* _WRITTEN PROBLEM A_: Quote each comment line in the code examples of the Python introduction, in the order they appear.
* _WRITTEN PROBLEM B_: Carry the Python introduction forward from the point where it stops.

* _READING PASSAGE_:
%%

# Brief introduction to Python

## General information

Python and jupyter-notebook can be installed using [anaconda](https://www.anaconda.com/). This is probably the easiest way to follow this lecture. The goal of this first chapter is to give a *very quick introduction basis*, but practice is mandatory to get confortable with python objects and synthax. Practicing is possible with a web browser only using the [www3school python tutorials](https://www.w3schools.com/python).

In python, there is one instruction per line. Variable assignment is done with with `=`,  indentation is used to group instructions together under a loop or a condition block: there is no backet (like in C++) or equivalent. Comments (*i.e.* uninterpreted text) start with `#`. Importation of external modules or fonction can be done with three different ways: `import module`, `import module as m` or `from module import this_function`.

In the following example, the result of the command will be printed so that people can check that the computer is doing what is expected. The instruction `print(x)` will print the content of `x`. If several variables are printed, is it convenient to use `print('x={} and y={}'.format(x, y))` synthax that will print `x` and `y` in bracket fields with one command - even if they have different types.

##  Object types in python

### Numbers

There are three type of numbers: int, float and complex. The usual operations (`+`, `-`, `*`, `/`) are available. In addition, there is also `a**b` (which means $a^b$), `a // b` and `a % b`  (which are the result of integer divisions - see example below).

In [1]:
# Basic numbers and operations
a = 2
b = 3.14
print(a+b)
print(a**b)

5.140000000000001
8.815240927012887


In [2]:
# Complex numbers and power
a = 1j
a**2

(-1+0j)

In [3]:
# Integer division example (// and % operators)
a , b = 10, 4
divisor, rest = a//b, a%b
print('{} = {}x{} + {}'.format(a, divisor, b, rest))

10 = 2x4 + 2


### Strings

String allows to manipulate words, sentence or even text with specific methods. String are also python lists and list methods work as well (see below). The common and useful string manipulations can be counting the number of letters with `len(word)` or even manipulate a collection of words using `sentence.split(' ')`. Many methods exist, which can be looked at by typing `help(str)` in a python terminal or a jupyter nootebook.

In [4]:
w1 = 'hello'
print(w1, len(w1), w1[3])

hello 5 l


In [5]:
# Summing two strings is possible (all other operators dont work)
blank, w2 = ' ', 'world'
sentence = w1 + blank + w2
print(sentence)

hello world


In [6]:
# Multiplying a string by an integer is also possible
repetition = sentence*3
print(repetition)

hello worldhello worldhello world


In [7]:
# Get a list of words from a sentence (cf. below for list objects)
s = 'It is rainy today'
list_words = s.split(' ')
print(list_words)

['It', 'is', 'rainy', 'today']


In [8]:
# Looping over the words and get the number of letters
for w in s.split(' '):
    print(w, len(w))

%%

* _ENTRIES SHOWN_:
%%

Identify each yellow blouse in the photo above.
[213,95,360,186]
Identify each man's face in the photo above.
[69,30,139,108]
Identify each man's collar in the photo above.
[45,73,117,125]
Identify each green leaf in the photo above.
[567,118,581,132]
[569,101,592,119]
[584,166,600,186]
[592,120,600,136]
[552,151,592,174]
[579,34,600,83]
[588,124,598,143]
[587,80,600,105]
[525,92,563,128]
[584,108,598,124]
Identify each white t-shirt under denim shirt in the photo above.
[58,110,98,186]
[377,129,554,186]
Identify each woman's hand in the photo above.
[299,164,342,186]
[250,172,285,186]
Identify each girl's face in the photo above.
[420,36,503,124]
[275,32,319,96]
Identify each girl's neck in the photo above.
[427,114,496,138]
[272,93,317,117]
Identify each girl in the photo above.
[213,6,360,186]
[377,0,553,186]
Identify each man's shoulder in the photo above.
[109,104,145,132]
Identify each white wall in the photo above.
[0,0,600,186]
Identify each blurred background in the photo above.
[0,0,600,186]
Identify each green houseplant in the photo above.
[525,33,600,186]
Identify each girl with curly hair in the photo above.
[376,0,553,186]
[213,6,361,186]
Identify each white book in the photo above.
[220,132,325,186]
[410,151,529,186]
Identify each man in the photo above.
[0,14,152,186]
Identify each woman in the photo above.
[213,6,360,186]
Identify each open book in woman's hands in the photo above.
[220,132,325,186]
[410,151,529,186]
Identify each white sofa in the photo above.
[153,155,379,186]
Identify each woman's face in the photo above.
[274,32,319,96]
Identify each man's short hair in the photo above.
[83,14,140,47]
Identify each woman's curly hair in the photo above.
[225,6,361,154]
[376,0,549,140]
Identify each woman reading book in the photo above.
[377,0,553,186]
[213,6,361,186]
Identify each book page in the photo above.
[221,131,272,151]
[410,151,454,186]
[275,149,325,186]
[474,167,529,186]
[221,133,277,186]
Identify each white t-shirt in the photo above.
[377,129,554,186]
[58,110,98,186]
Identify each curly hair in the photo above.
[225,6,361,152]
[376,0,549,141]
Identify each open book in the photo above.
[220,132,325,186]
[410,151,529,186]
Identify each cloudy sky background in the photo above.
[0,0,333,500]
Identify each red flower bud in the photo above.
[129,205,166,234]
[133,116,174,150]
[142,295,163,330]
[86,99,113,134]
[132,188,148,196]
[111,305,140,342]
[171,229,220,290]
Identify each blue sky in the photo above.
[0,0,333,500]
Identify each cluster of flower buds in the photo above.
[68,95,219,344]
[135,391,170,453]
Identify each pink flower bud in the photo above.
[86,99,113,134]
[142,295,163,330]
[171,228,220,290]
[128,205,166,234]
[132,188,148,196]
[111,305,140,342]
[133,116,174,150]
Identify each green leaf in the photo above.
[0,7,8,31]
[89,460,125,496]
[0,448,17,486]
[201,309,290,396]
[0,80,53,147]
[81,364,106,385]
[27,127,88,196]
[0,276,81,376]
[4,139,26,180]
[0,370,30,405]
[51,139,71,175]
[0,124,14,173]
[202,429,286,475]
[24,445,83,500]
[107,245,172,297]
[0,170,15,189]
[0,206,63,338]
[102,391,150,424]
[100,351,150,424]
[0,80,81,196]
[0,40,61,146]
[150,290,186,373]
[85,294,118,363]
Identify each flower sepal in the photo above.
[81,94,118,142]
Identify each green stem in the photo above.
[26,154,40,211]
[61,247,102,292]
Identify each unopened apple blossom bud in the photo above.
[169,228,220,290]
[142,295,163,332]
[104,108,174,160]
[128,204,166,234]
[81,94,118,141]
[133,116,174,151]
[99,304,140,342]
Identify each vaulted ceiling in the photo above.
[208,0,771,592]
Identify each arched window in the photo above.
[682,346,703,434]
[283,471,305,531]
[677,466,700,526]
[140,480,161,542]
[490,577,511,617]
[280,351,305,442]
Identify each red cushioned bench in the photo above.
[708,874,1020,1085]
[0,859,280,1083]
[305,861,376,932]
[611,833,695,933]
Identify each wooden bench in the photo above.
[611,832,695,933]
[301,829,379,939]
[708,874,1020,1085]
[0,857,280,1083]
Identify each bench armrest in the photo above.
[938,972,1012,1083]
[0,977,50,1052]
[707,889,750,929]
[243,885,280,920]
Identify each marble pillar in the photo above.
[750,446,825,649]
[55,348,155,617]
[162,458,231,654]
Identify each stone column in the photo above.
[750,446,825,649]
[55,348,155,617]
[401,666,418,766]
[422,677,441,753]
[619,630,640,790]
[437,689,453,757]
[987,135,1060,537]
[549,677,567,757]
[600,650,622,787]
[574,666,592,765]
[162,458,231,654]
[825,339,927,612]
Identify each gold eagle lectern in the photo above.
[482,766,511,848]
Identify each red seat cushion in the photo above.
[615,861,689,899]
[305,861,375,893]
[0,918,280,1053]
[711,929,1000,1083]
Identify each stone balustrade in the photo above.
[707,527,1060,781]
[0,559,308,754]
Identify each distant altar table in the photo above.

%%

* _EXERCISE RESULT A_:
# Basic numbers and operations
# Complex numbers and power
# Integer division example (// and % operators)
# Summing two strings is possible (all other operators dont work)
# Multiplying a string by an integer is also possible
# Get a list of words from a sentence (cf. below for list objects)
# Looping over the words and get the number of letters

* _EXERCISE RESULT B_:
It 2
is 2
rainy 5
today 5


## Object collections in python

There are four types of collection, which share several methods but differ from various aspects:
  + list
  + dictionnary
  + tuple
  + set

The most commonly used are the lists and dictionnary. The specificy of the set is that it is unordered, while the specificyt of the tuple is that it cannot be modified. The common methods are 
+ number of items: `len(x)`
+ loop over items with `for element in x:`
+ check if a item is in the list: `element in x` 


### Lists

This one of the most used collection object in python because it is the next-to-simplest level, after individual variables. A python list is a *list of objects* with possibly different types. One can search, loop, count with list. One can also add two lists or multiply a list by an integer, which makes a *concatenation* or a *duplication* (these points will be important for numpy arrays). The indexing of elements is also a nice way to access the information of interest: one can access the $i^{\text{th}}$ element with `my_list[i]` or get a sub-list with `my_list[i:j]`. One can also take only one element every `n` with `my_list[i:j:n]` (more precisely this takes elements of index $i+p\times n$ until $j$, with $p=0, 1, 2, ...$). With this synthax, reverting the order of the list is easy: `reverted_list = my_list[::-1]`, where empty variable are default values (namely `0` and `len(my_list)`).

In [9]:
# Defining a list and access basic information
my_list1 = [1, 3, 4, 'banana']
print('Second element is {}'.format(my_list1[1]))
print('Number of elements: {}'.format(len(my_list1)))
print('Is \'banana\' in the list? {}'.format('banana' in my_list1))

Second element is 3
Number of elements: 4
Is 'banana' in the list? True


In [10]:
# Sum of two lists
my_list2 = ['string', 1+3j, [100, 1000]]
my_list = my_list1 + my_list2
print(my_list)

[1, 3, 4, 'banana', 'string', (1+3j), [100, 1000]]


In [11]:
# List multiplied by an integer
my_list = my_list*2
print(my_list)

[1, 3, 4, 'banana', 'string', (1+3j), [100, 1000], 1, 3, 4, 'banana', 'string', (1+3j), [100, 1000]]


In [12]:
# Looping over list element and print the type of seven first elements in the reversed order.
for element in my_list[6:0:-1]:
    print('{} is {}'.format(element, type(element)))

[100, 1000] is <class 'list'>
(1+3j) is <class 'complex'>
string is <class 'str'>
banana is <class 'str'>
4 is <class 'int'>
3 is <class 'int'>


### sets and tuples

Tuples and set are modified version of python list. Tuples are ordered but cannot be modified (no assignment, no addition, while sets are not ordered but can be mofided. In this context, order means indexing (so `x[i:j:n]` synthax, among others). Search or loop over elements work in the same way as for list.

In [13]:
# Tuple
t = (1, 3, 7)
print(t)

# Access the third element
print(t[2])

# Try to modify the second element - using the 'try - except' synthax
try: 
    t[1] = 'hello'
except TypeError:
    print('Impossible to change the value of a tuple')

(1, 3, 7)
7
Impossible to change the value of a tuple


Sets can modified with methods like `s.add(x)` or `s.update([x, y])`.

In [14]:
# Set
s = {'apple', 'banana', 'orange'}
print(s)

# Add one element
s.add('pineapple')
print(s)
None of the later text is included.